> [Exercise aim] Set down each line from the start of the material exactly, please, up to and including the one that contains "find the sandhill crane".

◆ ◆ ◆ ◆

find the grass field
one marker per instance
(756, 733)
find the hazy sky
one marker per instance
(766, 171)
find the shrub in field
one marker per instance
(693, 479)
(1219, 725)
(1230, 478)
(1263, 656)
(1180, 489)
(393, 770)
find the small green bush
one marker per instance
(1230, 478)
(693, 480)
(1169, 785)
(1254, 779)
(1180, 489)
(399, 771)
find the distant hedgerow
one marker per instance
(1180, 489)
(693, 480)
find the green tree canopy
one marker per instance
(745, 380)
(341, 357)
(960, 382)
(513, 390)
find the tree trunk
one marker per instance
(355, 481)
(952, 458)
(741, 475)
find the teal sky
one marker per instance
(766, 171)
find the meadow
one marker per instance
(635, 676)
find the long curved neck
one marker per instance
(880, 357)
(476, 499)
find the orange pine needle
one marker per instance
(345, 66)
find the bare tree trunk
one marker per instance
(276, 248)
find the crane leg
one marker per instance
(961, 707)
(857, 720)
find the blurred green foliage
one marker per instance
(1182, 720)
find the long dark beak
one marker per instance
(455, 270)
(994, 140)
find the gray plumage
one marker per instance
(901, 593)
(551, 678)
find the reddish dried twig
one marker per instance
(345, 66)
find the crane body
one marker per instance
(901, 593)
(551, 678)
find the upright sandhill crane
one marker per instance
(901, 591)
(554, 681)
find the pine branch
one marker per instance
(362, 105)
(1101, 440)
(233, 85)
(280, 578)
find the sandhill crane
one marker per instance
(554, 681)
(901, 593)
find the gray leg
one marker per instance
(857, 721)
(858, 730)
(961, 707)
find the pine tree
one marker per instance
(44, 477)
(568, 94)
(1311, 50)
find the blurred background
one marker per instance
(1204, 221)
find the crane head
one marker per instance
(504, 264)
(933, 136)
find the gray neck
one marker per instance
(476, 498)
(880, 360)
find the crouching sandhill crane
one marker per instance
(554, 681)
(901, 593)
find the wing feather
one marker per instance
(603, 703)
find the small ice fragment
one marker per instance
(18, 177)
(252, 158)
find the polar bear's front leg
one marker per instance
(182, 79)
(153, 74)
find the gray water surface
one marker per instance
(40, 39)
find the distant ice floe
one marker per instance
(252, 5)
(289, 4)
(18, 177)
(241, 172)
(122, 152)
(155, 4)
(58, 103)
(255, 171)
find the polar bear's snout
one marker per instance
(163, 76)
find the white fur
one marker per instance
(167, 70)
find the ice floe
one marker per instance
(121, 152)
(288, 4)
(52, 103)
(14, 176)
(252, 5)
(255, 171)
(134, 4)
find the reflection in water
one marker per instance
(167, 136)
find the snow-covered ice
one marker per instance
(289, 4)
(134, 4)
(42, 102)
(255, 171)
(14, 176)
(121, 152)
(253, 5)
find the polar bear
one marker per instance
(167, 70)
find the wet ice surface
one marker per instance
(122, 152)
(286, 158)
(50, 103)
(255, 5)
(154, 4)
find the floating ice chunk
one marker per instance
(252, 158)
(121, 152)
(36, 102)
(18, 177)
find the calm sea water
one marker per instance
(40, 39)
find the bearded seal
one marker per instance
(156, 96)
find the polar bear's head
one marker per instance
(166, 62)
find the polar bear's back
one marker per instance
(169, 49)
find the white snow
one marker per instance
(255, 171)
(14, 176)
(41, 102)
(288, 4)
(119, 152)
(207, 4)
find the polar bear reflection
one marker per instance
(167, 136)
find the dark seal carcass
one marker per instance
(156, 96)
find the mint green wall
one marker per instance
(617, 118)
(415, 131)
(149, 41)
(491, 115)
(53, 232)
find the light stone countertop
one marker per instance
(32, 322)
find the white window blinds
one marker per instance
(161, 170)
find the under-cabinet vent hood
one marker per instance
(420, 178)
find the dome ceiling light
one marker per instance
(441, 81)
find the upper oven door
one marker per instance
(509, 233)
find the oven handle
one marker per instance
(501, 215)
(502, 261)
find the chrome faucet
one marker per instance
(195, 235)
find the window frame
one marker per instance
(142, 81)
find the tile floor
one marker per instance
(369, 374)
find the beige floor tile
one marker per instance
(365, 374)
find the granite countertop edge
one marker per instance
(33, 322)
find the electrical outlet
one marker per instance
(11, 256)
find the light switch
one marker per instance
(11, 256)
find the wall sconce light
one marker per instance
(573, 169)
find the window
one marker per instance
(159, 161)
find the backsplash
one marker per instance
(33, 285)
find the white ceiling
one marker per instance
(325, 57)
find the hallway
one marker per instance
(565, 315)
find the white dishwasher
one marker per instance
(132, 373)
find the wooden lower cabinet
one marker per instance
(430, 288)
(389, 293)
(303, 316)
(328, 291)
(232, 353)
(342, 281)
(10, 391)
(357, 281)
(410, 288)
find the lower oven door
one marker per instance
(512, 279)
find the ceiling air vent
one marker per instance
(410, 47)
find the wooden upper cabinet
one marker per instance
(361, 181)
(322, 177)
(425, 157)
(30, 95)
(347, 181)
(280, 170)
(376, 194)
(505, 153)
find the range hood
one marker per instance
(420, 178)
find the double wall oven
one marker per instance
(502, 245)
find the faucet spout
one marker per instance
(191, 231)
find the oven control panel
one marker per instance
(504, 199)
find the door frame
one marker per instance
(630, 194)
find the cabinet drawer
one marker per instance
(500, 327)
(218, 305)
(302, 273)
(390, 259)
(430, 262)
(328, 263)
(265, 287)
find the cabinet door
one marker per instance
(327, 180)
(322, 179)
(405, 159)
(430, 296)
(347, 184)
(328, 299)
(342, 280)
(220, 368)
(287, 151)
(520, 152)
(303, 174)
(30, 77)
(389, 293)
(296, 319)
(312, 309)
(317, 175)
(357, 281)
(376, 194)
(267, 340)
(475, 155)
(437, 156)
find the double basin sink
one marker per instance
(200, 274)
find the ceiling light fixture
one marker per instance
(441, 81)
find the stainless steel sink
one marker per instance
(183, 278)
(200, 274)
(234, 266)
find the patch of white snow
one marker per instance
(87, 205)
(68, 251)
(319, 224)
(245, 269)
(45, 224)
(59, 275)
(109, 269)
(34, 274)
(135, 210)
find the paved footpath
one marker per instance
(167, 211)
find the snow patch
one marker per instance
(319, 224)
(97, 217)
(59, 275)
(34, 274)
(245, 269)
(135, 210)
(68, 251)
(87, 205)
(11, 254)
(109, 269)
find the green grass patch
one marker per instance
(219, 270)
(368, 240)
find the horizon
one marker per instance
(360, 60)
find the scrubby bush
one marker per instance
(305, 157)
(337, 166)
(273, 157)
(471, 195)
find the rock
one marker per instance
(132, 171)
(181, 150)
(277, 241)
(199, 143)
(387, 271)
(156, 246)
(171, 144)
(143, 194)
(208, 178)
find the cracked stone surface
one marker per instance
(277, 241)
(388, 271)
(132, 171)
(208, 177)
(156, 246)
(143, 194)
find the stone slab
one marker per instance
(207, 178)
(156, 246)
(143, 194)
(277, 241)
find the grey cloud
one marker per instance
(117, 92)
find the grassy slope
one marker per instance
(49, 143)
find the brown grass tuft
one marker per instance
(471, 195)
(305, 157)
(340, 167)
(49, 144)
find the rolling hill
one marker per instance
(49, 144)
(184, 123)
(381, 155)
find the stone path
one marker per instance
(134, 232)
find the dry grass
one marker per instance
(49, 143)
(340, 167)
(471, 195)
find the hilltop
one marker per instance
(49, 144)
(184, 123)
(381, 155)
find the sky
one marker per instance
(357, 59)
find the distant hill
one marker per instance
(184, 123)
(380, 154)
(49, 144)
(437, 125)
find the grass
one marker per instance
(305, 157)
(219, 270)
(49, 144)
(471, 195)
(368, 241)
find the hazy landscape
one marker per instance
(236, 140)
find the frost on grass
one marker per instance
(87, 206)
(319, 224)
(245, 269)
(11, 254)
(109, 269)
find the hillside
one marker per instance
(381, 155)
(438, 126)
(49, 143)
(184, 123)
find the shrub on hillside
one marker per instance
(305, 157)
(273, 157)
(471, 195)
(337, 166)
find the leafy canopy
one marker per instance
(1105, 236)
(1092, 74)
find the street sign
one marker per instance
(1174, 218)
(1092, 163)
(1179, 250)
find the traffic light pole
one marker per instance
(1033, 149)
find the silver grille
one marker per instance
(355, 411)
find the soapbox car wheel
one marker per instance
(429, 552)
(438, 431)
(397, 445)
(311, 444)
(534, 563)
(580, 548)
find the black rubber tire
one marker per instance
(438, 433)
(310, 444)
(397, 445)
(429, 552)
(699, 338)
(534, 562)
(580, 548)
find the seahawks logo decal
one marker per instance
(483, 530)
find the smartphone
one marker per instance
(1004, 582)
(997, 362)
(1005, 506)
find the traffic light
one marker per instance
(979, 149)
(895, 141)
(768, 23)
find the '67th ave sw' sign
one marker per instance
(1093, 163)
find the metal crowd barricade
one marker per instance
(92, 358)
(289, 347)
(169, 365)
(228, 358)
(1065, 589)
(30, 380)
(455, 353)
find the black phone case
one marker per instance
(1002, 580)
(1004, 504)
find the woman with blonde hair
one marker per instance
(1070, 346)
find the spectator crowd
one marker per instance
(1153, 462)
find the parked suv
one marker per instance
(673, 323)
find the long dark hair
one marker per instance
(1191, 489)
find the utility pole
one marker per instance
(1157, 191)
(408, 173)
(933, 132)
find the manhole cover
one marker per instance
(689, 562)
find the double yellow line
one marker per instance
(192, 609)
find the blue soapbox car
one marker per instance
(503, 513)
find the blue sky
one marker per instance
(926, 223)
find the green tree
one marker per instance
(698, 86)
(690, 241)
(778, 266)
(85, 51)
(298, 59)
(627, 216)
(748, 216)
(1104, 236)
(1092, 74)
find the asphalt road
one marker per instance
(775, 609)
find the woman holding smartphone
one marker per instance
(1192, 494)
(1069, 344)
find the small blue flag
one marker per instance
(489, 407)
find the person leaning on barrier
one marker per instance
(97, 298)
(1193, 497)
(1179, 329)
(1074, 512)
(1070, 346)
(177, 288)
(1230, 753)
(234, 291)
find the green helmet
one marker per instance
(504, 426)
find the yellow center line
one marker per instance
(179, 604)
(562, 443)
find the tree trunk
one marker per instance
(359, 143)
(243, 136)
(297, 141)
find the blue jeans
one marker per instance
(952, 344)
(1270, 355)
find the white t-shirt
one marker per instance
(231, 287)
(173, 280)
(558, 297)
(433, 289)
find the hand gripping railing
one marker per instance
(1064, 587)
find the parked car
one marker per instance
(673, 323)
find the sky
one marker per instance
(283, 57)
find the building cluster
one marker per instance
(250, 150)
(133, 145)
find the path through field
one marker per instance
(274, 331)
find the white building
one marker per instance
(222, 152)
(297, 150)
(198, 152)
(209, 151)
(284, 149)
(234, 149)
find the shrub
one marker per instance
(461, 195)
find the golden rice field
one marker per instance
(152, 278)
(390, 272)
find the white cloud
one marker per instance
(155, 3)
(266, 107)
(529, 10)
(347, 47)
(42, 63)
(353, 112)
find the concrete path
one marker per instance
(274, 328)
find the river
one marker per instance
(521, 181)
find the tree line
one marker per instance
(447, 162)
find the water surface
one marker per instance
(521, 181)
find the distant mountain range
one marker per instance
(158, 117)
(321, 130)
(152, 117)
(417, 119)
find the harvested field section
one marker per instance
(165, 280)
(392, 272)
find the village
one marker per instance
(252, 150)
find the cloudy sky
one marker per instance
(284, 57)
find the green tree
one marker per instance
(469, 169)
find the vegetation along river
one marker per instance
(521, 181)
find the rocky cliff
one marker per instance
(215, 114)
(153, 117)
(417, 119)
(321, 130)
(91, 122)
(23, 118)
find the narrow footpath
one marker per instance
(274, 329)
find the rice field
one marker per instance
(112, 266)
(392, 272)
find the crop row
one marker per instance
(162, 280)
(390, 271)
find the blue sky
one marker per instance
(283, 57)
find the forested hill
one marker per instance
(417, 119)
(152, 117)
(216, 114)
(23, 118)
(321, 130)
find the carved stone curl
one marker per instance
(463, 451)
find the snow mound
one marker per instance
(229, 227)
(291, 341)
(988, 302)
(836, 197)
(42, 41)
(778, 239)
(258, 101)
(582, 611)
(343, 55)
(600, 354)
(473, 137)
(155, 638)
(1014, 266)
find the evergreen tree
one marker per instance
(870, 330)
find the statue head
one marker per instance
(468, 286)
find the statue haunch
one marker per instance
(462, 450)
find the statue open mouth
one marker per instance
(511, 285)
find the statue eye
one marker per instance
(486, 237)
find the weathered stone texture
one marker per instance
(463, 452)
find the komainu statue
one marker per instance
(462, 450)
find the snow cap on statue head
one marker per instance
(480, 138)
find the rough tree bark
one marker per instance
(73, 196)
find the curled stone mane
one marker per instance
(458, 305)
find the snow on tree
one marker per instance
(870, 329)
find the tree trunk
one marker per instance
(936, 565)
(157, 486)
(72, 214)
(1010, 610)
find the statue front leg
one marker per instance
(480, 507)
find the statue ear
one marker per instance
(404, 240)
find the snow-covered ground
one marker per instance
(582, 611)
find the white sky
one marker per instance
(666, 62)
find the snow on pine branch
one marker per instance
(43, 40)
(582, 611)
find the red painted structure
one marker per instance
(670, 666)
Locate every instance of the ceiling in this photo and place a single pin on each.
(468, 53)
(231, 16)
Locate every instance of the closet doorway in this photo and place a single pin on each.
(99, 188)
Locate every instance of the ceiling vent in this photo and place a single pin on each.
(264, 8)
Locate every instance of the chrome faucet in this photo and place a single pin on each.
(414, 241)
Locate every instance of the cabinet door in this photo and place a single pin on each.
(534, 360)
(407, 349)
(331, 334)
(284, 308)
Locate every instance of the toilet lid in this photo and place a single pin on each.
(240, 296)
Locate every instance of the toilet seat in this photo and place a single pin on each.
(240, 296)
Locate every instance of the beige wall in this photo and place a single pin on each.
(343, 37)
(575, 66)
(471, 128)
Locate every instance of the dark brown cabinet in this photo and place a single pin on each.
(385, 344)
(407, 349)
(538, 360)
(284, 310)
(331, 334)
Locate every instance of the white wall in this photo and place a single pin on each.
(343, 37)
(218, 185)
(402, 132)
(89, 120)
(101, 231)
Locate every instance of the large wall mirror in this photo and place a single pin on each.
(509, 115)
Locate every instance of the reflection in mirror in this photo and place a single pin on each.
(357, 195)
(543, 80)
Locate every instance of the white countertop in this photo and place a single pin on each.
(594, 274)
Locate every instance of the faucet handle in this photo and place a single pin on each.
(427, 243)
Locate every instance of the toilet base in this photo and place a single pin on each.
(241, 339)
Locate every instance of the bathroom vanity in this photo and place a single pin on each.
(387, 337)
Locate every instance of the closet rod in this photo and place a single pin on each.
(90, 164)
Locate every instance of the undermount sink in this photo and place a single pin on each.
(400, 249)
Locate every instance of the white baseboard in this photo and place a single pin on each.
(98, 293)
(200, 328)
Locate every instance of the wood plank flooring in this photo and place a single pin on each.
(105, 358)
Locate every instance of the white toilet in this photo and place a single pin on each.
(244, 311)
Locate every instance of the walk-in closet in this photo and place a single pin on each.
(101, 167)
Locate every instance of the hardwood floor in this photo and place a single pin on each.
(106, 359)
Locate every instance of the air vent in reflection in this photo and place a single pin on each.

◆ ◆ ◆ ◆

> [Result of this task]
find the grass field
one marker per instance
(756, 733)
find the hazy sky
one marker per instance
(766, 171)
find the shrub in field
one marker per instance
(693, 479)
(1219, 725)
(1230, 478)
(1263, 656)
(1180, 489)
(393, 770)
find the small green bush
one marker per instance
(1230, 478)
(693, 480)
(1169, 785)
(1254, 779)
(1180, 489)
(399, 771)
find the distant hedgerow
one marker per instance
(1180, 489)
(693, 480)
find the green tree canopy
one marker per instance
(745, 380)
(341, 357)
(960, 382)
(513, 390)
find the tree trunk
one marker per instance
(355, 481)
(952, 458)
(741, 475)
find the teal sky
one marker per instance
(766, 171)
find the meadow
one marker per instance
(635, 676)
find the long curved neck
one marker per instance
(880, 357)
(476, 499)
find the orange pine needle
one marker per instance
(345, 66)
find the bare tree trunk
one marker per instance
(276, 248)
find the crane leg
one marker per instance
(961, 707)
(857, 720)
find the blurred green foliage
one marker per instance
(1182, 720)
find the long dark beak
one marker per instance
(455, 270)
(994, 140)
find the gray plumage
one marker per instance
(901, 593)
(551, 678)
find the reddish dried twig
one marker per instance
(345, 66)
find the crane body
one marker per instance
(901, 593)
(551, 678)
find the upright sandhill crane
one marker per instance
(901, 591)
(554, 681)
find the pine branch
one marker per instance
(362, 105)
(1101, 440)
(233, 85)
(280, 578)
find the sandhill crane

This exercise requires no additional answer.